**Saved entries**:
▽

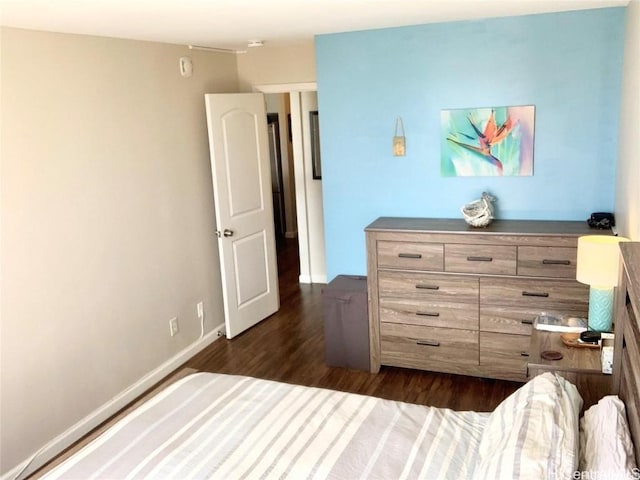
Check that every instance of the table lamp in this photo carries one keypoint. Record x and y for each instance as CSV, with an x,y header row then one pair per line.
x,y
598,261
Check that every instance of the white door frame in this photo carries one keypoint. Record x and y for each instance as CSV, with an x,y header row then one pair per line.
x,y
302,218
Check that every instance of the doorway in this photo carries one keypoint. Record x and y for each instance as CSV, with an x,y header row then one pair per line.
x,y
303,193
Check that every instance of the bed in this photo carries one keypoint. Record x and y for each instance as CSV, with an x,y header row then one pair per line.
x,y
210,425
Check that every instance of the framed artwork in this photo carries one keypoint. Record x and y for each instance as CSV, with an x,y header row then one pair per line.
x,y
493,141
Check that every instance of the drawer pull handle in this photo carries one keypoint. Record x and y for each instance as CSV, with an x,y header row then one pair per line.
x,y
535,294
547,261
410,255
480,259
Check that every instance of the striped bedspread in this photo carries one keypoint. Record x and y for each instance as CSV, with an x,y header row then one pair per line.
x,y
222,426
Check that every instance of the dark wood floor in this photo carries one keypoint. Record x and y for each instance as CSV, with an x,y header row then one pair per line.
x,y
289,347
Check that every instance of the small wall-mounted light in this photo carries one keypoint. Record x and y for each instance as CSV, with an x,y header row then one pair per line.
x,y
399,141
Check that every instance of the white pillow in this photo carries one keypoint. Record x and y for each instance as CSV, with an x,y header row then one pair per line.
x,y
605,441
532,434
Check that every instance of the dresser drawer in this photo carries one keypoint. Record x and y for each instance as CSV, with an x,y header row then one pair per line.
x,y
545,295
410,255
505,356
427,347
433,314
480,259
428,287
557,262
517,320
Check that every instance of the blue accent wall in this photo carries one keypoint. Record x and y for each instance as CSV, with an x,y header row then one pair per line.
x,y
567,65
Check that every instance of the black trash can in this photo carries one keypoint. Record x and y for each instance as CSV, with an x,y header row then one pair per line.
x,y
346,322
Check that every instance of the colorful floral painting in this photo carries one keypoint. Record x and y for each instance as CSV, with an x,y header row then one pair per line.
x,y
493,141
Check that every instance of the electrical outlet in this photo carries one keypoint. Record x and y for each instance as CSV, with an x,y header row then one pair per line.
x,y
173,326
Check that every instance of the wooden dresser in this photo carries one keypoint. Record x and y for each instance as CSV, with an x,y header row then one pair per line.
x,y
626,356
447,297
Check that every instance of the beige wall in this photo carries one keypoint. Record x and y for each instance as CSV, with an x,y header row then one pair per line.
x,y
628,173
107,222
276,65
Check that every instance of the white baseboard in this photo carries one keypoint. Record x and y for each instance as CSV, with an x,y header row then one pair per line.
x,y
84,426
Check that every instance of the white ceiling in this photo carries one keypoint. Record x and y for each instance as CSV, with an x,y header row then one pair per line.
x,y
232,23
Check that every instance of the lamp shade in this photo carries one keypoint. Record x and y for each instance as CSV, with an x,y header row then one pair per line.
x,y
598,260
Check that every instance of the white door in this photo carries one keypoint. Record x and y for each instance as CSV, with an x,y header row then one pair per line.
x,y
239,149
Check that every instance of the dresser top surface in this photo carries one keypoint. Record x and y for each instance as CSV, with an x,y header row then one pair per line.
x,y
631,258
517,227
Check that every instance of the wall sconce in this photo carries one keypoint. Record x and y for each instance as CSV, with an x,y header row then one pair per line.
x,y
399,142
598,261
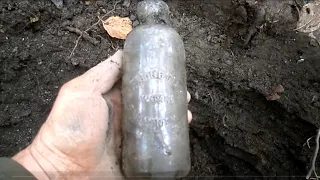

△

**SHORT EXERCISE**: Reproduce everything in the listing from the line containing "Check that every instance of the white ceiling" down through the very end of the listing, with both the first and the last line included. Leave the pictures out of your answer.

**REPLY TO THE TASK**:
Check that every instance of the white ceiling in this photo carries one keypoint. Record x and y for each instance as CSV, with an x,y header row then one pair per line.
x,y
232,23
Check that every instance of the lamp shade in this photo carries one keypoint. Record x and y for each instance as CSV, with an x,y header row then one pair per line.
x,y
598,260
Check that every instance of the white door in this photo carries one keypoint. Record x and y for each instance as CSV, with an x,y header row then one pair per line.
x,y
239,149
Check that every instance of the dresser top surface in this photo carries one keypoint. Record x and y for each instance as CSV, with an x,y header row then one pair per line.
x,y
631,258
517,227
Check that every instance of the wall sconce in this photo carries one keypoint. Record x and y for each instance as CSV, with an x,y header row then one pair per line.
x,y
399,142
598,261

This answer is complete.